* YOUR GOAL *
Collect every line of the data below that contains the string "ledge", matching case exactly.

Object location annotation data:
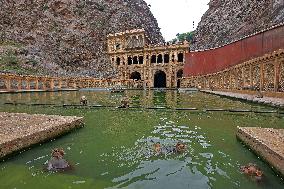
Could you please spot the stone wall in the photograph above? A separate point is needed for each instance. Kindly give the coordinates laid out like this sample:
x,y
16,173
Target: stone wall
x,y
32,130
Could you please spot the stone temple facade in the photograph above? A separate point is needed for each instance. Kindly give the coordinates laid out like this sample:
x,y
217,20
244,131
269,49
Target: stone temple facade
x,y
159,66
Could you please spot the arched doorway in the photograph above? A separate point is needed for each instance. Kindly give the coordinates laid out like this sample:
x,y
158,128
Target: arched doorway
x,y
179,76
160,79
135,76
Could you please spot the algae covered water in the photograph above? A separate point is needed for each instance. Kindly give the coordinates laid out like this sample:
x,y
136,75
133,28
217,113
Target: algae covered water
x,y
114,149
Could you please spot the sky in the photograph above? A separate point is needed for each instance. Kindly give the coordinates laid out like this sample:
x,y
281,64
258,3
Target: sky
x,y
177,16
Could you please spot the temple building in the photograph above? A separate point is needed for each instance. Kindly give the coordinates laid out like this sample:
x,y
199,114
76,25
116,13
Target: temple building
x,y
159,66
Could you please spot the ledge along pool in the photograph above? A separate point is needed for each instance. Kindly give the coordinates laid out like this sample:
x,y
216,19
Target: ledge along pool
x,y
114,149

...

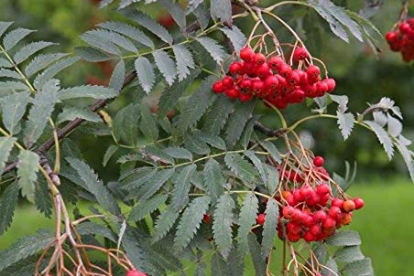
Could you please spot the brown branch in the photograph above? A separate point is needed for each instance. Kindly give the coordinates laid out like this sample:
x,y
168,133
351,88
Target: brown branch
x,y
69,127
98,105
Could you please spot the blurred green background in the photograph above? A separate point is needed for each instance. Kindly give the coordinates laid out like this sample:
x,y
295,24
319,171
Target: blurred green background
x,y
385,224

---

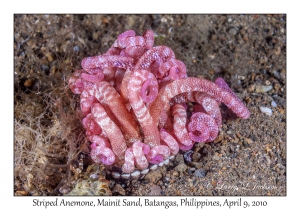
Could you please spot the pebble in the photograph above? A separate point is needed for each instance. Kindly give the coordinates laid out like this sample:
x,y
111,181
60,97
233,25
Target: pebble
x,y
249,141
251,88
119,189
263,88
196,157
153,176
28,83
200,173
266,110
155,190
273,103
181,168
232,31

* COMPLETE OUTPUT *
Could you please spot the ledge along pool in the photograph above? A separate point is needed for each instance. Kindly give the coordinates laid out like this sample:
Target: ledge along pool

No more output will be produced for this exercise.